BEGIN TEXT EXTRACT
District Council 57

Local 2428 Member Wins Election 2016 Volunteer Challenge

Now that the elections are over and we move from being shocked at the outcome of the Presidential race to making sure our communities, services and good public sector jobs are protected, it’s time to recognize the work that AFSCME members did in California to make our political campaign a success.

Back in August, our Union asked members to volunteer and get involved in the election because we knew that our jobs, families and communities were at stake. We knew that we could make a difference by campaigning for elected officials who care about our work and our families.

We started an Election Volunteer Challenge to motivate everyone to volunteer and help support our endorsed candidates and ballot measures. Today, we’re excited to announce the results.

The following are the 2016 Election Volunteer Challenge Winners:

Member who volunteered the most shifts:

  • Erwin Lynch, AFSCME Local 2428 (East Bay Regional Parks), with 26 shifts (28 counting double credit)

Other notable volunteers:

  • April Wilson, AFSCME Local 2700 (Contra Costa County), with 18 shifts (20 counting double credit)
  • Cheryll Grover, AFSCME Local 2700 (Contra Costa County), with 16 shifts (19 counting double credit)

“Special props are due to Cheryll, who was the Local President most involved with this election,” AFSCME Council 57 Political Director Cheryl Brown said. “She led by example, never quit recruiting members to volunteer and sent out Local Union letters to provide members with extra information about endorsed candidates.”
END TEXT EXTRACT
▶ _DIRECTIONS_:
A. Write out the volunteer challenge article word for word from "District Council 57" to "and our families.".
B. Answer these questions using the volunteer challenge article:
(i) In what month did the Union ask members to volunteer for the election?
(ii) How many shifts did Erwin Lynch work, not counting double credit?
(iii) Which AFSCME local does Cheryll Grover belong to?
C. Continue the volunteer challenge article from where it ends.
The rows that come next are separate material and are not part of the volunteer challenge article.
BEGIN DATASET CONTENT
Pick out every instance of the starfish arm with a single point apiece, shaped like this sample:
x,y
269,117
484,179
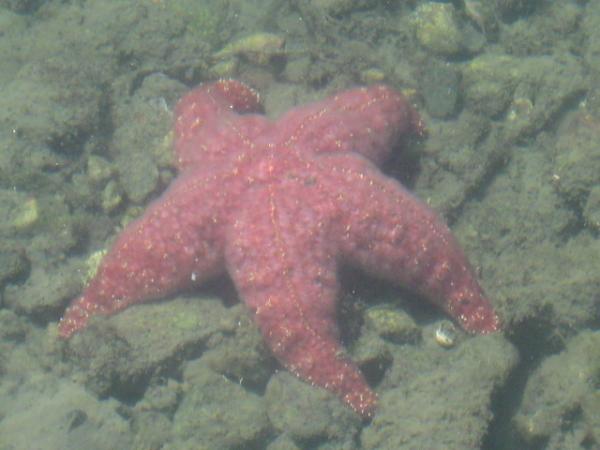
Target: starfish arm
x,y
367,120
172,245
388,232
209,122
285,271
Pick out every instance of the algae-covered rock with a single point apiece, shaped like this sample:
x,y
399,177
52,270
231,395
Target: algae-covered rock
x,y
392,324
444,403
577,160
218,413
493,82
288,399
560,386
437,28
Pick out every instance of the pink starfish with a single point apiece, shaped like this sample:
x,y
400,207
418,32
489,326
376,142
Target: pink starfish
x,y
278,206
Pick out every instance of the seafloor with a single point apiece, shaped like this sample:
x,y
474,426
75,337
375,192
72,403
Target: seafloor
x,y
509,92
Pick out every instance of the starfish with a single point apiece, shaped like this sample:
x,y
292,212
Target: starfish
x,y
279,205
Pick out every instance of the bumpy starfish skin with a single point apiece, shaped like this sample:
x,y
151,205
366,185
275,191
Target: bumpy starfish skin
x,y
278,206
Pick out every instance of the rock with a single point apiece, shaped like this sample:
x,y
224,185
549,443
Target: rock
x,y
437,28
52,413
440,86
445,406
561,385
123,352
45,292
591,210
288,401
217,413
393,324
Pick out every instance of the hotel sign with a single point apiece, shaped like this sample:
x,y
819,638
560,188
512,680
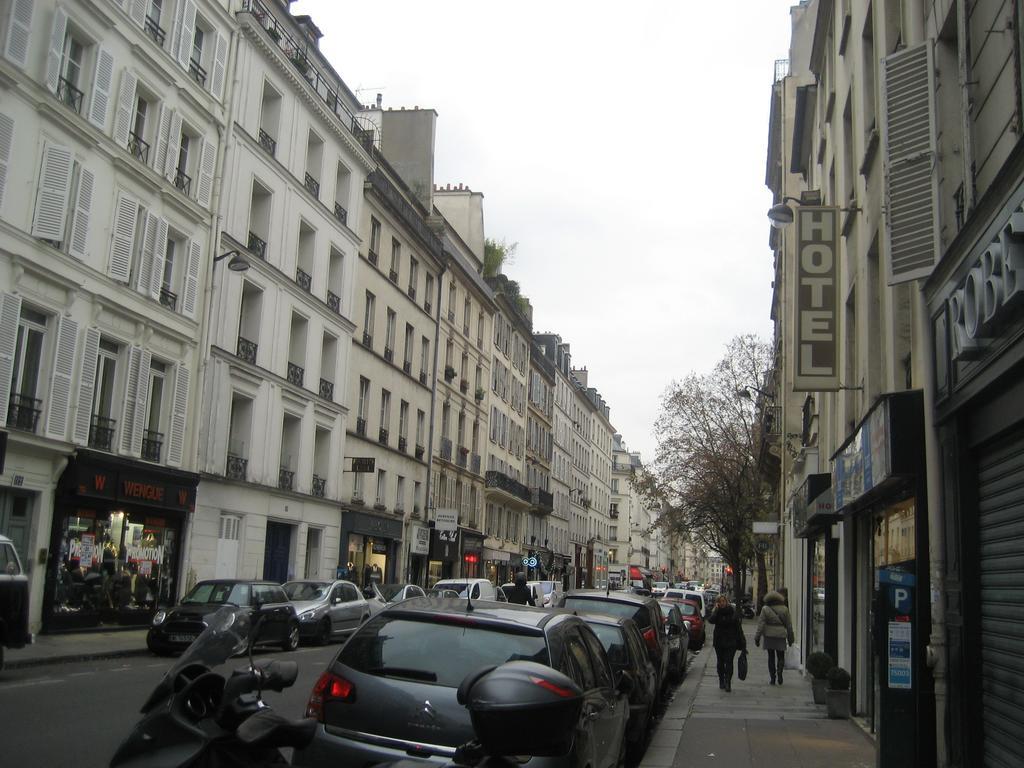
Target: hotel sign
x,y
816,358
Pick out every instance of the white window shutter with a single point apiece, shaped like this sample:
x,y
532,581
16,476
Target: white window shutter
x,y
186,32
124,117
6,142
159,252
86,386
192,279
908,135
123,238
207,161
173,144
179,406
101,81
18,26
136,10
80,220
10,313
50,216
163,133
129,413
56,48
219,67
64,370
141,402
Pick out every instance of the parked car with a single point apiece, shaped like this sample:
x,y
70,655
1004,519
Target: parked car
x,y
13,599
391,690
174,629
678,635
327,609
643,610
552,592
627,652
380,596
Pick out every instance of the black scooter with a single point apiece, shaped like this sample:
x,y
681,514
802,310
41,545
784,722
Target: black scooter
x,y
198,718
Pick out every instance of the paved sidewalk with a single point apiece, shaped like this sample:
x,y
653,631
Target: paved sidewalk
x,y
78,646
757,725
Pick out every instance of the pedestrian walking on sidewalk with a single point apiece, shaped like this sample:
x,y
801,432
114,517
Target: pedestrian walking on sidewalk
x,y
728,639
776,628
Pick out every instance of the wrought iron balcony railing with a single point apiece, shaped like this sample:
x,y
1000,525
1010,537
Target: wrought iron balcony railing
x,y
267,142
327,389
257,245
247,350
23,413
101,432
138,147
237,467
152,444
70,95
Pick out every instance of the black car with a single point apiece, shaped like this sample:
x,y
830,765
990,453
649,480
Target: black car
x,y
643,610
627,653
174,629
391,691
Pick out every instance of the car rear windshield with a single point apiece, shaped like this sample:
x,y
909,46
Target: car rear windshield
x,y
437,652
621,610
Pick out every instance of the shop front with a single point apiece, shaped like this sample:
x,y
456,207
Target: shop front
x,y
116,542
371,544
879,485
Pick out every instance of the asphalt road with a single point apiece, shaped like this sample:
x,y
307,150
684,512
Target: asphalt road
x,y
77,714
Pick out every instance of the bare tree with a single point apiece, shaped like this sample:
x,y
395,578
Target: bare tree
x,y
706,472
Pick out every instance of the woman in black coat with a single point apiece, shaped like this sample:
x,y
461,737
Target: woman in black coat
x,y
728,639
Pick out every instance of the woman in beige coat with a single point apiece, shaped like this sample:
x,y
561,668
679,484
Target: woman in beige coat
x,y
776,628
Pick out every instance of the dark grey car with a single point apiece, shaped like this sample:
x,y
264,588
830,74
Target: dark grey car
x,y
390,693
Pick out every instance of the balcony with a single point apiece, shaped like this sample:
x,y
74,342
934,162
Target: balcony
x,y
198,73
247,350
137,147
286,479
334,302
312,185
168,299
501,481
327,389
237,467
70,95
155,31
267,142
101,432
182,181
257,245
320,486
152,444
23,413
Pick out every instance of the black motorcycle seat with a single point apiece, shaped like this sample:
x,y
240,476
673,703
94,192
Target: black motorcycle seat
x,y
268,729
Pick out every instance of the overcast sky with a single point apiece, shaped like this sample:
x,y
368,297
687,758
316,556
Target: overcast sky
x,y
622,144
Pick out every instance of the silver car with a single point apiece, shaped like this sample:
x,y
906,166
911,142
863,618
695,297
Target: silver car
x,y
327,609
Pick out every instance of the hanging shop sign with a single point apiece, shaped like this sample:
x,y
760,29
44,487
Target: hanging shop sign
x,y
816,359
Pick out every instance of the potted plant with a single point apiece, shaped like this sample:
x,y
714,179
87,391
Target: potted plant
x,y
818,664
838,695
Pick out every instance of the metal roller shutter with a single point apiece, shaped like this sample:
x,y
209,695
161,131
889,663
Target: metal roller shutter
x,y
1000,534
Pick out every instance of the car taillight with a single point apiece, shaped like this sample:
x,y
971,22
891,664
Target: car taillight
END DATASET CONTENT
▶ _ANSWERS PROVIDED_:
A.
District Council 57

Local 2428 Member Wins Election 2016 Volunteer Challenge

Now that the elections are over and we move from being shocked at the outcome of the Presidential race to making sure our communities, services and good public sector jobs are protected, it’s time to recognize the work that AFSCME members did in California to make our political campaign a success.

Back in August, our Union asked members to volunteer and get involved in the election because we knew that our jobs, families and communities were at stake. We knew that we could make a difference by campaigning for elected officials who care about our work and our families.

B.
(i) August
(ii) 26 shifts
(iii) AFSCME Local 2700 (Contra Costa County)

C.
Volunteers with 10-15 shifts (counting double credit shifts):

  • Nadine Peyrucain, AFSCME Retirees Chapter 57
  • Nannette Mendoza, Local 2700 (Contra Costa Retirement Association)
  • Belinda Malone, AFSCME Local 146 (SETA)
  • Dan Gibson, AFSCME Local 101 (San Jose)
  • Sharon Corkin, Local 2428 (East Bay Regional Parks)
  • Eri Suzuki, Local 2428 (East Bay Regional Parks)
  • Kate Collins, Local 2428 (East Bay Regional Parks)

Local with the Most Shifts:

  • Local 2428 East Bay Regional Parks with 83 shifts, which equals 16.7% of their total membership

Other Locals with impressive numbers of shifts:

  • Local 2700 (Contra Costa County) with 71 shifts (equals 5.6% of the total membership)
  • AFSCME Local 829 with 52 shifts (equals 2% of membership). The Belmont chapter did 21 shifts alone.
  • Local 101 (San Jose Area) with 44 shifts (equals 1.4% of membership)

Small Locals that delivered big:

  • Local 512 (Contra Costa County) with 12 shifts mobilized 3.5% of membership
  • Local 1587 (Santa Clara Probation) with 19 shifts mobilized 3.7% of membership
  • Local 146 (Sacramento County) with 17 shifts mobilized 2.6% of the membership

Local with the highest percentage of members participating:

  • Local 2428 with 4.4% of members volunteering at least 1 shift

Two other Locals met or exceeded the California Labor Federation goal of at least 1.5% of members volunteering:

  • Local 1587 (Santa Clara Probation) had 3.7% of members do one shift
  • Local 258 (Elk Grove Unified School District) met the 1.5% goal

Special appreciation to Council 57 staff, who collectively put in 112 shifts (139 counting double credit shifts).

There is a correlation between these volunteer efforts and the election outcomes.

  • Dee Rosario was elected to the East Bay Regional Park District Board. AFSCME Local 2428 made this happen!
  • Diane Burgis was elected to the Contra Costa Board of Supervisors. AFSCME Local 2700 and AFSCME Local 512 made this happen!
  • Elk Grove Unified School District’s Bond Measure M passed! AFSCME Local 258 made this happen!

Local 258 President Jennifer Ballerini said the School District and Union leaders began meeting in early August to map out the campaign strategy for the bond measure.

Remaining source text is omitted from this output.